_EXERCISE TEXT:_
———

J. Clin. Med. 2022, 11(19), 5711; https://doi.org/10.3390/jcm11195711
Submission received: 20 August 2022 / Revised: 20 September 2022 / Accepted: 21 September 2022 / Published: 27 September 2022
(This article belongs to the Special Issue New Challenges in Pediatric Surgery)

Abstract

:
Omphalocele is a congenital abdominal wall defect with a constant incidence in recent decades, sometimes representing a real burden for neonatal intensive care units due to prolonged hospitalization and the evolution to death. In our study, we aimed to detect the main risk factors of an unfavorable evolution in the case of omphalocele. Methods: Retrospective cohort study of all neonates with omphalocele treated in our tertiary pediatric hospital during the last three decades; from 158 patients, 139 patients were eligible for the study. We tried to determine the risk of death using logistic regression model. Results: If the neonate develops sepsis, then there is an increased risk (13.03 times) of evolution to death. Similarly, the risk of death is 10.82 times higher in the case of developing acute renal failure, 6.28 times higher in the case of associated abnormalities, 5.54 in the case of developing hemorrhagic disease, and 3.78 in the case of conservative treatment (applied for giant omphalocele or severe chromosomal abnormalities). Prematurity increases by 3.62 times the risk of death. All six independent variables contributed 61.0% to the risk of death. The area under the ROC curve is 0.91, meaning that the diagnostic accuracy of our logistic regression model is very good for predicting the contribution of the six independent variables to the risk of death. Conclusion: Although in the past 30 years we witnessed several improvements in the antenatal diagnosis and management of omphalocele, survival rate remained constant, 47.5% overall. Much effort is still needed to eliminate the risk factors for death in this condition.

———

_DATA EXTRACTS:_
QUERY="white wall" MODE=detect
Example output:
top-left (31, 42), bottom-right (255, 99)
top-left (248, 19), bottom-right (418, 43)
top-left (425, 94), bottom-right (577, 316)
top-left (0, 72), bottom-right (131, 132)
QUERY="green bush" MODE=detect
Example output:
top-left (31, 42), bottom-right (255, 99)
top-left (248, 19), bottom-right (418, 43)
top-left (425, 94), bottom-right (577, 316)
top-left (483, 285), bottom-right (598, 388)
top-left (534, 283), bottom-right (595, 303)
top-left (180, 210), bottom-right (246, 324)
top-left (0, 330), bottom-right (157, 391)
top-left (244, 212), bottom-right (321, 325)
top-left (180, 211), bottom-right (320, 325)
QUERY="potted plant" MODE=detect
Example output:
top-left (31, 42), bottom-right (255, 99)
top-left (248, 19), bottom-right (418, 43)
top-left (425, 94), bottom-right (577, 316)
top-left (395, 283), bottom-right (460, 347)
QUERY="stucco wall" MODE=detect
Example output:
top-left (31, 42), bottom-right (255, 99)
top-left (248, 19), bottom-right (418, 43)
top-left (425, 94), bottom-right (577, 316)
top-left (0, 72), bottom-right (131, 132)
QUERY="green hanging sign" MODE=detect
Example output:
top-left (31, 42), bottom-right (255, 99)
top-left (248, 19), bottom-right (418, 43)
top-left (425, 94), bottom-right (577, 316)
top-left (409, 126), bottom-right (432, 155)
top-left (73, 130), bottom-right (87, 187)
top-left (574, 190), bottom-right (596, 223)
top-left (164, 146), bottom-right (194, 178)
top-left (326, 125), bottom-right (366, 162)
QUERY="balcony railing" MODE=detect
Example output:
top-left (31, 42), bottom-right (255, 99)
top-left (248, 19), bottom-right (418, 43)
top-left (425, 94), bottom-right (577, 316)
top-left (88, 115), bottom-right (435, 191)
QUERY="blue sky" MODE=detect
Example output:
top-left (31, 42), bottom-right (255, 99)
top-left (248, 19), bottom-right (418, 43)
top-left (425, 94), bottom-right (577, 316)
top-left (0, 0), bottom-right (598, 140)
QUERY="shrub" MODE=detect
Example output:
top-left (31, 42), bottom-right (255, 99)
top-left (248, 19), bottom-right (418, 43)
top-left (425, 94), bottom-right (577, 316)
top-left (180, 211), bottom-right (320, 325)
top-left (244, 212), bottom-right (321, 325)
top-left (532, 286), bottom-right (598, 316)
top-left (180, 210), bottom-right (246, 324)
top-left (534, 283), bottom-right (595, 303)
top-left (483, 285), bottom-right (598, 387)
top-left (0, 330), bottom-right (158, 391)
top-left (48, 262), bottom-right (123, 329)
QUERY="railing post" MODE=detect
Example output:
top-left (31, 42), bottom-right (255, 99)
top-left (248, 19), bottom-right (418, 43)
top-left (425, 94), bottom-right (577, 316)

———

_WORK ITEM A:_
In the omphalocele abstract, what overall survival rate does the conclusion report?
_WORK ITEM B:_
Write what comes next in the omphalocele abstract, starting after its final sentence.

_YOUR RESPONSE A:_
47.5% overall.

_YOUR RESPONSE B:_
1. Introduction

Omphalocele and gastroschisis are the two most common congenital abdominal wall defects in newborns, and their incidence has a sinusoidal appearance, with periods of increase and decrease, probably depending on the variation of certain etiological factors [1]. Because of their lifelong impact on health and survival, congenital anomalies are increasingly recognized as a global health priority, abdominal wall defects being among the most challenging [2].
Although similar in terms of perinatal management and frequently analyzed together as "anterior abdominal wall defects", omphalocele and gastroschisis are two malformations with different etiologies and different antenatal and postnatal risk factors [3].
For omphalocele, the maternal risk factors are maternal age < 20 or >35 years, Afro-American ethnicity, maternal obesity, maternal disorders of glycemic control, and multiple births [2,4], while known patient risk factors associated with omphalocele are primarily chromosomal anomalies [5]. Omphalocele is especially common in patients with trisomy 18 (80–90% of cases) [6] and Beckwith–Wiedemann syndrome (10–66% of cases) [1]. Associated anomalies include cardiac (32%), chromosomal (17%), and central nervous system (8%) defects [7]. Genitourinary anomalies and diaphragmatic hernias are less commonly associated with omphalocele [8]. It is known that the association of genetic abnormalities and other birth defects are risk factors for an unfavorable evolution, and because in developed countries, the rate of antenatal diagnosis is around 96% on routine ultrasound, consequently, the rate of therapeutic abortion is high [9]. However, to what extent do these malformations increase the postnatal mortality rate? Further, if there are other predictors of death, these things are not yet established, and the treatment of omphalocele is not standardized either.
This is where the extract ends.